Sprawdź, czy stwierdzenia (a), (b) i (c) są zgodne z tekstem o radach dla młodych ogrodników. Przy każdym napisz „tak” lub „nie” i przytocz dokładnie słowa tekstu, które o tym przesądzają: (a) Młody ogrodnik powinien od razu urządzić cały ogród według jednej metody. (b) Porażki w ogrodzie są lekcjami. (c) Ogrodnik musi wybierać całe pakiety oferowane przez wyznawców poszczególnych metod.
---- Tekst źródłowy
Młody ogrodnik niejednokrotnie pokłada ślepą wiarę w youtubowego guru lub wujka Google, z rozmachem i na dużą skalę wdrażając to, co znalazł, przeczytał, obejrzał, bez troski o własny kontekst. Później okazuje się, że jednak te grządki podwyższone to nie dla niego i trzeba je przerabiać, że leśny ogród to tak naprawdę nie to co chciał, bo teraz widzi mu się sad, że rozsady wypychają go z mieszkania już kwietniu, bo jak mu radzono, wysiał je w styczniu a nie w marcu. W dzisiejszych czasach warto każdą informację obracać w palcach jak dawniej monetę, sprawdzając czy nie jest fałszywa. Warto też pytać, bo gdy trzech mówi ci, że jesteś pijany, to lepiej uwierz i się połóż. Często zadanie weryfikującego pytania na innej grupie facebookowej pozwala skutecznie oddzielić fakty od mitów.

Nie każde rozwiązanie wszystkim odpowiada.

Młody ogrodnik nie powinien „wkładać wszystkich jajek do jednego koszyka”, czyli od razu zakładać i urządzać całego ogrodu wedle jedynej słusznej metody, a raczej najpierw na małych obszarach spróbować wielu rozwiązań po to, aby przetestować, które sprawdzają się najlepiej w jego warunkach i które sprawiają mu największą radość i najmniej problemów. Dopiero dokonawszy wyboru, ogrodnik może naprawdę rozwinąć skrzydła i działać dalej. Warto tu zwrócić uwagę, że ogrodnik nie ma obowiązku wybierać „całych pakietów” oferowanych przez wyznawców poszczególnych technik, metod, strategii, a przeciwnie, z ich elementów może skomponować sobie swój własny ogrodniczy „Gangnam Style”. Bo jak mawiał nieodżałowany Bruce Lee, mistrzem staje się ten, kto z każdej szkoły przyswoi to, co użyteczne, a odrzuci to, co nieprzydatne, nie przywiązując się do żadnej bardziej, niż nakazuje rozsądek.

Gdybym miał coś doradzić młodym ogrodnikom, to chyba najbardziej to, że ogrodnictwo jest niekończącą się edukacją – to, co uznajemy za słuszne dziś, może wydać nam się nieefektywne w kolejnym sezonie, możemy uczyć się i ewoluować wraz z naszym ogrodem do końca świata i o jeden dzień dłużej, nie warto więc stawać się wyznawcą jedynej słusznej metody, a raczej próbować, obserwować, uczyć się i wyciągać wnioski.

Płacz nad rozlanym mlekiem.

No właśnie, jak to jest z tymi lekcjami? Zdecydowana większość początkujących ogrodników wrażliwa jest na porażki. Porażone chorobą rośliny, zjedzone przez szkodniki plony, zbyt mierny wzrost tego, co ma rosnąć, oraz zbyt bujny tego, czego nie chcemy, to wszystko jednych doprowadza do furii, innych zaś do rozpaczy. Tymczasem, porażki są lekcjami. Gdy „mleko się już wylało”, wykorzystaj to aby stać się lepszym ogrodnikiem.
--------
---- Przedstawione informacje
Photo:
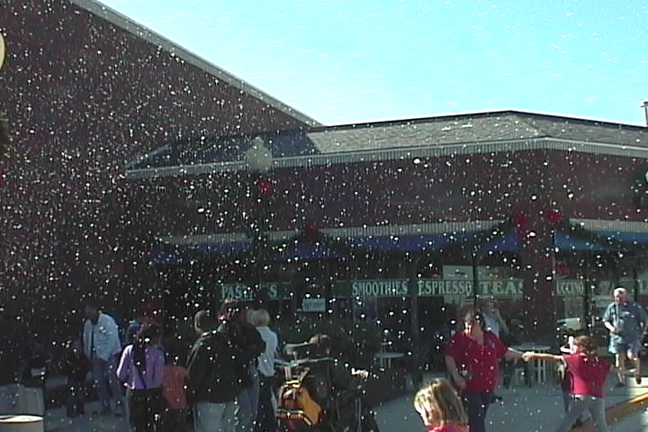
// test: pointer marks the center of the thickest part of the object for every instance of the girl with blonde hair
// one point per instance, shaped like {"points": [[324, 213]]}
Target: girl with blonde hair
--------
[Rozwiązanie zadania]
(a) Nie: „Młody ogrodnik nie powinien „wkładać wszystkich jajek do jednego koszyka”, czyli od razu zakładać i urządzać całego ogrodu wedle jedynej słusznej metody”.
(b) Tak: „Tymczasem, porażki są lekcjami.”
(c) Nie: „ogrodnik nie ma obowiązku wybierać „całych pakietów” oferowanych przez wyznawców poszczególnych technik, metod, strategii”.